TRECHO DA PÁGINA
--- --- ---
Durante cerca de duas horas de depoimento, João Rainho relatou que o aluno precisa ter um psicológico e físico forte para suportar os treinamentos, e assim, se tornar um soldado. Segundo ele, caso não haja, o bombeiro pode morrer e matar a vítima. A intenção dos treinamentos, de acordo com o coronel, é deixar o aluno o mais próximo da realidade.
Jane Claro assevera que Rodrigo tinha preparo físico e psicológico para ser submetido às atividades. Porém, houve excesso por parte de Ledur. Consta nos autos que a tenente teria subido nas costas de Claro para afoga-lo. A prática conhecida como “caldo” é considera “normal” pela testemunha de defesa, que inclusive elogiou a desenvoltura da tenente em um curso aplicado por ele, em que a a acusada foi aluna.
“O Rodrigo, por exemplo, tinha um psicológico totalmente tranquilo. Ele foi um menino que nunca deu alteração em momento algum, tanto familiar, tanto com amigos, na sociedade. Era um menino que tinha um porte físico muito bom, tinha preparação física muito boa. Aconteceu isso? Aconteceu. Só que foi por excesso dela, não por falta de preparo dele. Preparo físico ele tinha sim para aguentar até o fim. Se aconteceu, foi por excesso dela”, afirma.
--- --- ---
DADOS REGISTRADOS
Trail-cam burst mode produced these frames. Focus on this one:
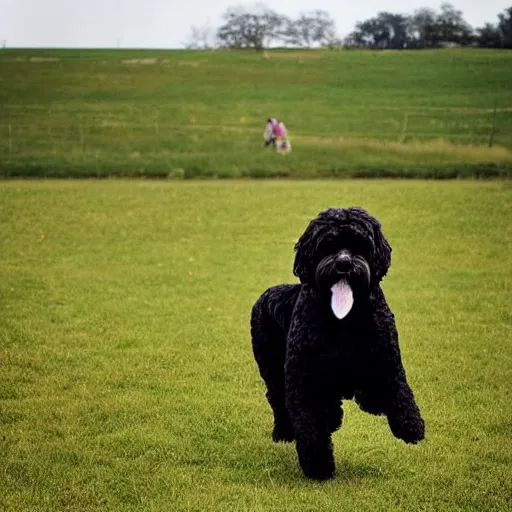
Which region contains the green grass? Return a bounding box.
--- --- ---
SUA TAREFA
Responda com base no trecho da página:
1. Quanto tempo durou o depoimento de João Rainho?
2. Como a testemunha de defesa considera a prática conhecida como "caldo"?
3. Segundo Jane Claro, o que causou o que aconteceu com Rodrigo?

RESPOSTA
1. Cerca de duas horas.
2. Como "normal".
3. O excesso por parte de Ledur, e não a falta de preparo de Rodrigo.